> **EXTRACT**

↓

Mary V Seeman, M.D.

Mary SeemanThe inauguration of the Tapscott Chair in Schizophrenia at the University of Toronto took place in 1997. I occupied the Chair for the first three years. At that time, second generation antipsychotic drugs were relatively new and considerable energy on the part of our group went into discovering how these drugs could be effective without producing the secondary effects associated with the older drugs. To this end, basic and clinical psychopharmacology techniques, genetic strategies, and PET imaging techniques were used to determine the neurotransmitters involved and the specific receptor affinity of the various drugs. It was determined that dopamine was principally involved, that the occupancy of 60-80% of dopamine D2 receptors was needed for clinical effectiveness, and that higher occupancy in the striatum of the brain resulted in extrapyramidal effects. The effective dose of the second generation drugs also occupied the same percent of receptors but did so for briefer periods of time. In other words, the drug molecules did their work and slid off the receptor, the so-called ‘fast-off’ concept. The study of receptor dimers and animal models led to the speculation that a supersensitive state of D2 receptors, D2high receptors, were elevated in psychotic states and, when occupied by drug for sufficient periods of time during a 24 hour period, led to the abatement of psychotic symptoms. This mechanism of action, discovered at the University of Toronto, has deepened the understanding of drug action and has helped drug development.

↑

> **EXERCISE TASKS**
a – According to the account of the Tapscott Chair in Schizophrenia, what percentage of dopamine D2 receptors had to be occupied for clinical effectiveness?
b – Carry on the account of the Tapscott Chair in Schizophrenia, picking up after its last sentence.

> **SUPPLIED MATERIAL**

↓

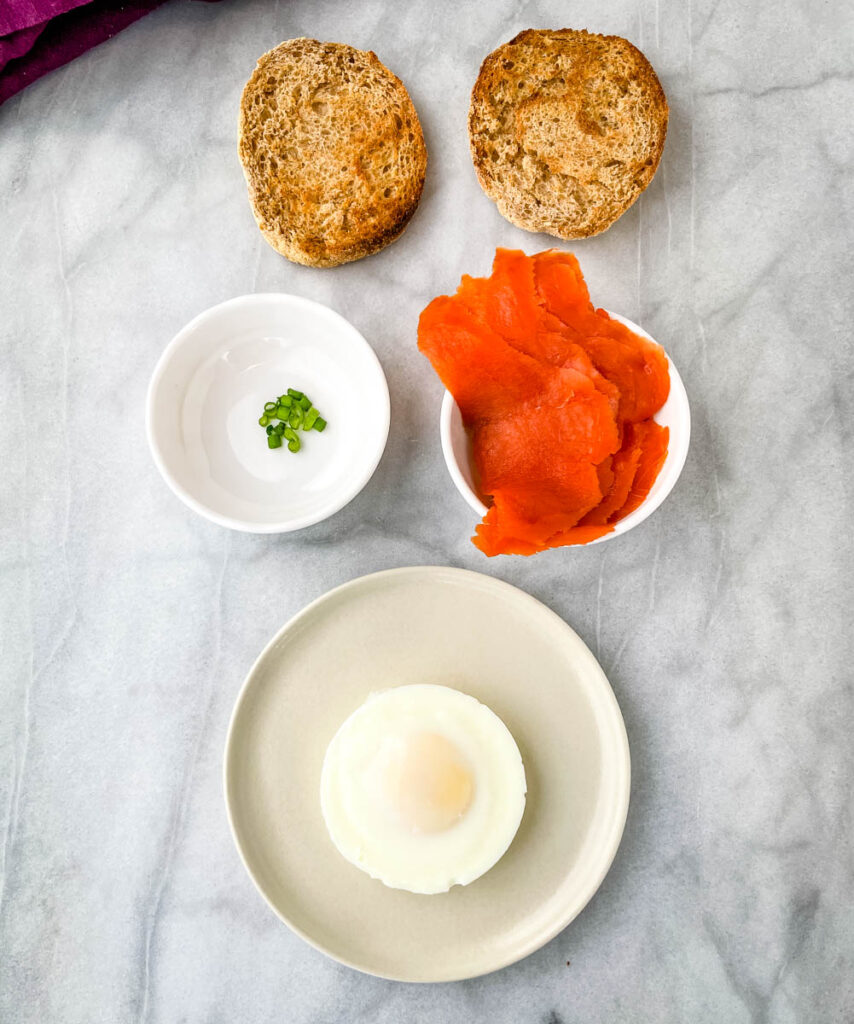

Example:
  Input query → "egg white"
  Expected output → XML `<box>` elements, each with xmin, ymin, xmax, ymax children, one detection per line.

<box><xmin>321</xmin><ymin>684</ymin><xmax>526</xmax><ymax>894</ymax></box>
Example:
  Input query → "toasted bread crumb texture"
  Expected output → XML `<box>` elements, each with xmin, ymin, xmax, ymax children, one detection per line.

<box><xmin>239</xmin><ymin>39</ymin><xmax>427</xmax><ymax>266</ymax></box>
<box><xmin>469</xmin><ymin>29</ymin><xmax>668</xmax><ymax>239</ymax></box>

↑
↓

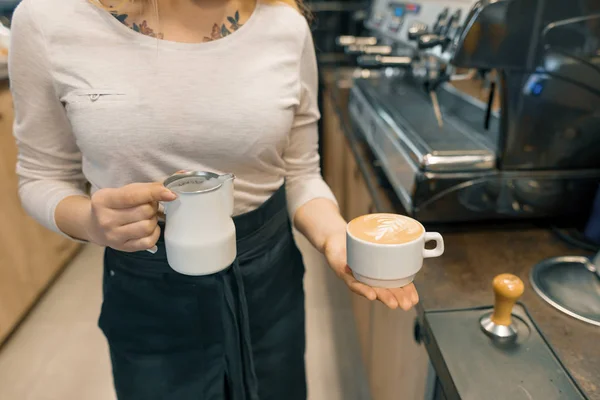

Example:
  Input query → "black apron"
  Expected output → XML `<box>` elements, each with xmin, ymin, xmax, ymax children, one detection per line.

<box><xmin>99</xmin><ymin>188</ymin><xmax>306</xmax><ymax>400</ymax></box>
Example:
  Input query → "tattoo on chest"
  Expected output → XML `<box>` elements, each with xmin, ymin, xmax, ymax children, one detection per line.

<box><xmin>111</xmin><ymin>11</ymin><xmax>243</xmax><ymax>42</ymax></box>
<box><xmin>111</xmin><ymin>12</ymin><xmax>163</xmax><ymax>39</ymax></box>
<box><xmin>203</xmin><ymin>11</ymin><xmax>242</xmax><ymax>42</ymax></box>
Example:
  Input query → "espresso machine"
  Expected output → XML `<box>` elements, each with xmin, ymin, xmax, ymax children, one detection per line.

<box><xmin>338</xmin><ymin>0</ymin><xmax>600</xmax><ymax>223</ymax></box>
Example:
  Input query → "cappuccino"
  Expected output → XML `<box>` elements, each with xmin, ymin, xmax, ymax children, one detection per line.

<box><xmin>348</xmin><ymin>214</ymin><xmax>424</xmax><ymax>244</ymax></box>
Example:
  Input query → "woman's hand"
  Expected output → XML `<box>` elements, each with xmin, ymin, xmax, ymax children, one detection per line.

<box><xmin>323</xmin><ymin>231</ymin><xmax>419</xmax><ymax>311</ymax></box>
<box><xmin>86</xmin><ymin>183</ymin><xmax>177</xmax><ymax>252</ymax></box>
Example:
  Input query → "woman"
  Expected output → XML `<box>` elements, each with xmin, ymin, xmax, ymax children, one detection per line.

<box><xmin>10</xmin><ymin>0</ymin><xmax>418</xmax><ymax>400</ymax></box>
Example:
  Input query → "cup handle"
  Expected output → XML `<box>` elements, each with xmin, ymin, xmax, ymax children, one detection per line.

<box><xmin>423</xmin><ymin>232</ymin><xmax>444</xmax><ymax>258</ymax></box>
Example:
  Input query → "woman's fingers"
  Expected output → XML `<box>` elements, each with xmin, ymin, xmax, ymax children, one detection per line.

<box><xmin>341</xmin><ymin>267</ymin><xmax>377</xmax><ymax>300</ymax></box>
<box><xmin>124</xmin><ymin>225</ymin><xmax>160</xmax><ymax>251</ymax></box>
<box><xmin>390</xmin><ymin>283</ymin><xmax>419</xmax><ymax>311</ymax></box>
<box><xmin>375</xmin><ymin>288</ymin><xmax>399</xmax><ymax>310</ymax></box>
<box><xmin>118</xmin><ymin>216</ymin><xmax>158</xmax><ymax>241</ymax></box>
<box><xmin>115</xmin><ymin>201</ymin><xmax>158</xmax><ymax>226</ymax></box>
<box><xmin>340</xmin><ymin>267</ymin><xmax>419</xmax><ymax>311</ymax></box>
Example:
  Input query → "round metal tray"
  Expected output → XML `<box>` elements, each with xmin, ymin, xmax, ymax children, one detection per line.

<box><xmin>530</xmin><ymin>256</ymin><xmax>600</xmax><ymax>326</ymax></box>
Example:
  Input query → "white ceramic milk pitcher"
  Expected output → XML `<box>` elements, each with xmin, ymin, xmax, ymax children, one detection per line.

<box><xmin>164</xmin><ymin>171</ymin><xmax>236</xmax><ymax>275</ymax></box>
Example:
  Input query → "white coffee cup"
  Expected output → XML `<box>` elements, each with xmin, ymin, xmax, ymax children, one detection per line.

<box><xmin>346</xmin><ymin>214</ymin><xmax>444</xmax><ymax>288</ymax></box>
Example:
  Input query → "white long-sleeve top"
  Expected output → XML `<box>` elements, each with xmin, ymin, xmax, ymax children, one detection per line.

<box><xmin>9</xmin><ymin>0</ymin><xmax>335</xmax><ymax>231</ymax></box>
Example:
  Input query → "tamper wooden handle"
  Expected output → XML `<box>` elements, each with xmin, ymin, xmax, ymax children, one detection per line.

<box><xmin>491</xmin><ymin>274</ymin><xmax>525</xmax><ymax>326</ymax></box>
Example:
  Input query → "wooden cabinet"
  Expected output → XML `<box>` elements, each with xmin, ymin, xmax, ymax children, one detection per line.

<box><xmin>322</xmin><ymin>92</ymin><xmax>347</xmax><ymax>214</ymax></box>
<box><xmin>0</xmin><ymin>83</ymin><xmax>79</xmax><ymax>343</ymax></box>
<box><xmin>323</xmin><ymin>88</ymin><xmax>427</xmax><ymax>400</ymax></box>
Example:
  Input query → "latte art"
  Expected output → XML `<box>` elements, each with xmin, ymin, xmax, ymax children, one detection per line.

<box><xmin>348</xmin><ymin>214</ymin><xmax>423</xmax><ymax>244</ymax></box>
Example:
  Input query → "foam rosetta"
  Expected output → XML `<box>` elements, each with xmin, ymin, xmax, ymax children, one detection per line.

↑

> **TASK RESULTS**
a – 60-80%

b –
It was recognized in 1997 that the course of schizophrenia differed in women and men. Most notably, initial episodes of illness occurred earlier in men and late onset schizophrenia, over the age of 45, occurred primarily in women. The University of Toronto spearheaded an interest in male/female differences that led to investigations into hormonal effects on the brain dopamine system, inquiry into long-term effects of birth injury and trauma, demographics of substance use in adolescence, and reproductive effects on illness course in women. A clinical focus on antipsychotic response differences in men and women followed, as well as investigations on antipsychotic side-effects that impact on women, especially on pregnancy and lactation, fetal growth and on the neonate. Scholarship in domestic abuse, postpartum illness, parenting with schizophrenia and legal/ethical issues of child custody grew out of the focus on women. The study of male/female differences led to the development of clinical treatment guidelines and clinical trial research guidelines.

The University of Toronto developed a subspecialty in First Episode schizophrenia and an interest in the at-risk state. Visualizing cognitive strategies used by patients in precursor states of illness and premorbid states shed light on brain connectivity and defect. States of avolition and  apathy, so-called ‘negative schizophrenia,’ for which no effective treatment existed, were monitored  and investigated, as was ‘lack of insight,’ a cardinal feature of schizophrenia. Cognitive impairment in schizophrenia emerged as a core problem.

A well-developed clinical psychopharmacology unit dealt with issues of adherence to medication regimens, incomplete response, the obesity and metabolic problems that resulted from longer term use of second generation drugs and sedentary life styles, the death rate both from suicide and from cardiovascular side-effects, substance abuse (including high rates of smoking), and violence. Individual responses to antipsychotics and individual vulnerability to specific side-effects was studied with molecular genetic techniques.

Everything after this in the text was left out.